Data to use Block Start

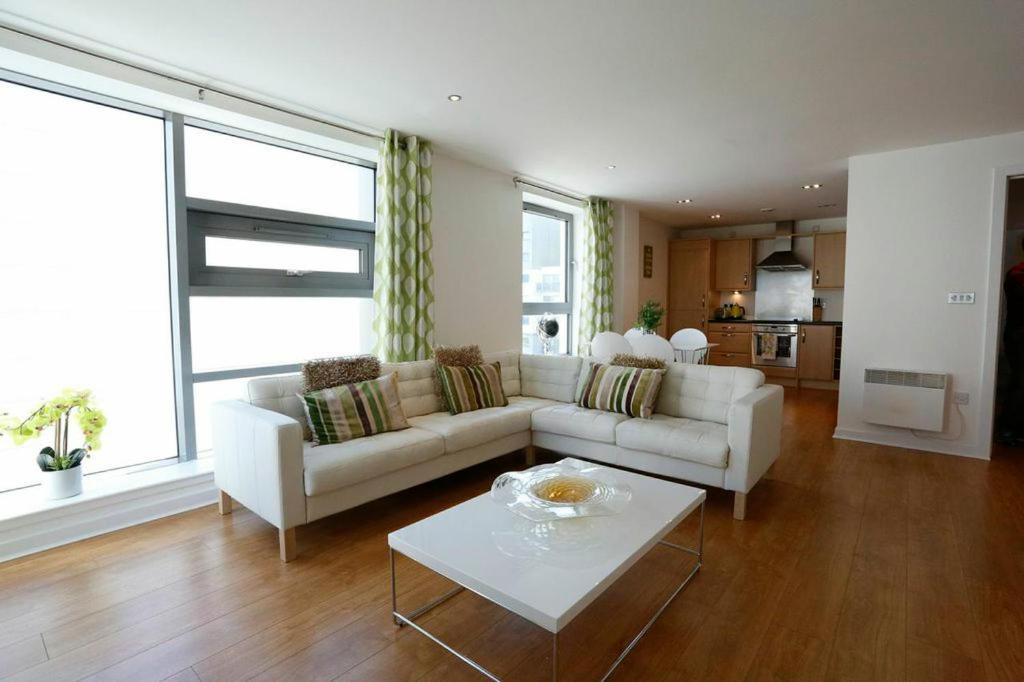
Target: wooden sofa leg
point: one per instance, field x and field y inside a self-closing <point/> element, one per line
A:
<point x="739" y="506"/>
<point x="530" y="452"/>
<point x="224" y="504"/>
<point x="287" y="541"/>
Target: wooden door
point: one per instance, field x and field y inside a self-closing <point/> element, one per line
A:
<point x="829" y="260"/>
<point x="814" y="357"/>
<point x="734" y="265"/>
<point x="689" y="276"/>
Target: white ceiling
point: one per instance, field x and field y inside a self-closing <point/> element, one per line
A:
<point x="735" y="104"/>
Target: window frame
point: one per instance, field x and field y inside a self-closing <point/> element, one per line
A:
<point x="207" y="218"/>
<point x="186" y="272"/>
<point x="559" y="307"/>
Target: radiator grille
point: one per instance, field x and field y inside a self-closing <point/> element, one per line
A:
<point x="903" y="378"/>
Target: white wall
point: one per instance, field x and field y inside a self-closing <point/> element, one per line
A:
<point x="477" y="230"/>
<point x="655" y="235"/>
<point x="920" y="224"/>
<point x="761" y="229"/>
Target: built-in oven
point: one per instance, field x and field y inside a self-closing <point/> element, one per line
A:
<point x="774" y="345"/>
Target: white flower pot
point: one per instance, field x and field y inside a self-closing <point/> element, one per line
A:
<point x="64" y="483"/>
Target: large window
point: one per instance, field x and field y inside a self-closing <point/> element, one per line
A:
<point x="281" y="259"/>
<point x="83" y="273"/>
<point x="547" y="276"/>
<point x="162" y="262"/>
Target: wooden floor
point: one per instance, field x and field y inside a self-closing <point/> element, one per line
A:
<point x="856" y="561"/>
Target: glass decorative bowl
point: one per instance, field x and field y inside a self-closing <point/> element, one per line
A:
<point x="569" y="488"/>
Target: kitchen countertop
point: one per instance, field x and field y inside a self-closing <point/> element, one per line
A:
<point x="779" y="322"/>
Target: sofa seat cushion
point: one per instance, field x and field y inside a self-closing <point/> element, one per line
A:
<point x="571" y="420"/>
<point x="531" y="403"/>
<point x="329" y="468"/>
<point x="702" y="442"/>
<point x="469" y="429"/>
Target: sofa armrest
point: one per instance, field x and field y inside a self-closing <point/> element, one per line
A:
<point x="755" y="436"/>
<point x="258" y="461"/>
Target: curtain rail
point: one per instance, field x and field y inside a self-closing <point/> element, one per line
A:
<point x="520" y="180"/>
<point x="177" y="79"/>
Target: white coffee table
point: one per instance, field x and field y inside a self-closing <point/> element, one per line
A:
<point x="547" y="573"/>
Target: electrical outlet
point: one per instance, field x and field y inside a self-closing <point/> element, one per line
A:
<point x="960" y="297"/>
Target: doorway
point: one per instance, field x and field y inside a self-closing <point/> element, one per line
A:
<point x="1009" y="408"/>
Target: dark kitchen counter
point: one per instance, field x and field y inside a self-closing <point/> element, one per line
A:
<point x="780" y="322"/>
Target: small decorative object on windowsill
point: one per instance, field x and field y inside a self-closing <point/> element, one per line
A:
<point x="547" y="330"/>
<point x="649" y="317"/>
<point x="61" y="468"/>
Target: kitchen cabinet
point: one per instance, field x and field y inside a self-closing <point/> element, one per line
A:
<point x="829" y="261"/>
<point x="689" y="282"/>
<point x="734" y="265"/>
<point x="729" y="359"/>
<point x="733" y="341"/>
<point x="817" y="348"/>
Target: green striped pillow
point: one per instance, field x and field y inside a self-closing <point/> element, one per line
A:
<point x="628" y="390"/>
<point x="473" y="387"/>
<point x="353" y="411"/>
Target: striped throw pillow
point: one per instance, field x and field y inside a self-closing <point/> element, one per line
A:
<point x="353" y="411"/>
<point x="475" y="387"/>
<point x="628" y="390"/>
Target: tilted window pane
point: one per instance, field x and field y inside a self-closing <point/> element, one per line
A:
<point x="225" y="252"/>
<point x="84" y="274"/>
<point x="225" y="168"/>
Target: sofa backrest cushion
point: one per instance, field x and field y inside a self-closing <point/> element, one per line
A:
<point x="510" y="370"/>
<point x="416" y="386"/>
<point x="279" y="394"/>
<point x="416" y="391"/>
<point x="550" y="377"/>
<point x="705" y="391"/>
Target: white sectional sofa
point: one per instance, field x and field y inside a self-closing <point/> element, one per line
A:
<point x="713" y="425"/>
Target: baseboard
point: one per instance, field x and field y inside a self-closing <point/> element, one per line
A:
<point x="76" y="519"/>
<point x="927" y="444"/>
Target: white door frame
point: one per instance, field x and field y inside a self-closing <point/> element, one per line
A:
<point x="996" y="245"/>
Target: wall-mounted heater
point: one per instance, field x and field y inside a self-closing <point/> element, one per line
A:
<point x="908" y="399"/>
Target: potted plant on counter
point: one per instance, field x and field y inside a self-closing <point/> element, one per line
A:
<point x="650" y="316"/>
<point x="61" y="468"/>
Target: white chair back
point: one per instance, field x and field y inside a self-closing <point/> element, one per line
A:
<point x="690" y="346"/>
<point x="606" y="344"/>
<point x="652" y="345"/>
<point x="634" y="333"/>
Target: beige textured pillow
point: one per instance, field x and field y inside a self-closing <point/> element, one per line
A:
<point x="641" y="361"/>
<point x="454" y="356"/>
<point x="331" y="372"/>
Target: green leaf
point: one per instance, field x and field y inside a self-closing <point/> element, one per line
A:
<point x="46" y="461"/>
<point x="76" y="456"/>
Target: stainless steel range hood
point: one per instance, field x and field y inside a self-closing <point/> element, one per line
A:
<point x="782" y="259"/>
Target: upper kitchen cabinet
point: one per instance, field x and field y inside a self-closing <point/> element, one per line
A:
<point x="689" y="282"/>
<point x="734" y="265"/>
<point x="829" y="260"/>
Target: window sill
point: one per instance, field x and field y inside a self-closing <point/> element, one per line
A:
<point x="109" y="501"/>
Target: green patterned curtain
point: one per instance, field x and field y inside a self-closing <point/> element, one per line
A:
<point x="403" y="272"/>
<point x="595" y="302"/>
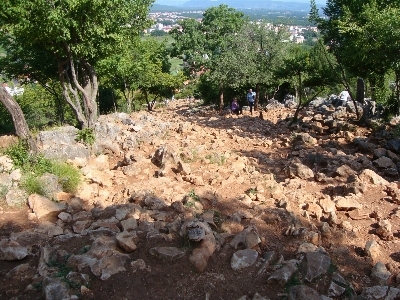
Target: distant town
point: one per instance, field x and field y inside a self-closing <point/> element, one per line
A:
<point x="166" y="21"/>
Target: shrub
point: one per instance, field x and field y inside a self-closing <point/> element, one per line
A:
<point x="86" y="136"/>
<point x="34" y="166"/>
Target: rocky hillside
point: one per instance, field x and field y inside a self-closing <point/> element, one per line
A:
<point x="183" y="203"/>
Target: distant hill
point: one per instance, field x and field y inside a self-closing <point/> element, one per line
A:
<point x="291" y="5"/>
<point x="266" y="4"/>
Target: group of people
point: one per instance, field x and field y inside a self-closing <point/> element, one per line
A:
<point x="251" y="96"/>
<point x="235" y="107"/>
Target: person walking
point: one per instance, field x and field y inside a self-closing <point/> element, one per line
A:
<point x="251" y="96"/>
<point x="235" y="107"/>
<point x="344" y="97"/>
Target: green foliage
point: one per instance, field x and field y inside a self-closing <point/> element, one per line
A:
<point x="193" y="195"/>
<point x="33" y="185"/>
<point x="50" y="37"/>
<point x="34" y="166"/>
<point x="293" y="281"/>
<point x="19" y="154"/>
<point x="86" y="136"/>
<point x="3" y="191"/>
<point x="216" y="158"/>
<point x="252" y="191"/>
<point x="68" y="176"/>
<point x="194" y="156"/>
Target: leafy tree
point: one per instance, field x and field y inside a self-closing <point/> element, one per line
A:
<point x="205" y="45"/>
<point x="142" y="65"/>
<point x="66" y="40"/>
<point x="364" y="37"/>
<point x="310" y="71"/>
<point x="265" y="54"/>
<point x="21" y="127"/>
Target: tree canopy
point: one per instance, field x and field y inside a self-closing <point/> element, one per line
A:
<point x="66" y="40"/>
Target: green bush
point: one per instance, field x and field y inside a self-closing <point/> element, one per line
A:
<point x="86" y="136"/>
<point x="18" y="153"/>
<point x="68" y="176"/>
<point x="33" y="185"/>
<point x="34" y="166"/>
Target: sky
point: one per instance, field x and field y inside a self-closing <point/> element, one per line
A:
<point x="179" y="2"/>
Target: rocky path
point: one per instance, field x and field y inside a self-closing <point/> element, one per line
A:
<point x="183" y="203"/>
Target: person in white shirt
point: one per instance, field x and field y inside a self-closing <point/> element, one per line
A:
<point x="251" y="96"/>
<point x="6" y="87"/>
<point x="344" y="97"/>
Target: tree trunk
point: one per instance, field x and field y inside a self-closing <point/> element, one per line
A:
<point x="20" y="125"/>
<point x="397" y="89"/>
<point x="257" y="97"/>
<point x="221" y="97"/>
<point x="79" y="81"/>
<point x="360" y="90"/>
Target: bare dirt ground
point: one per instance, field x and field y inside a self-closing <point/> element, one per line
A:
<point x="240" y="136"/>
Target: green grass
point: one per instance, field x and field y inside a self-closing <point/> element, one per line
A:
<point x="216" y="158"/>
<point x="176" y="65"/>
<point x="34" y="166"/>
<point x="251" y="191"/>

Data to use Block End

→ **Required action**: Above are the records; report how many of their lines hold the string "white", with no other words.

→ **Written response**: 8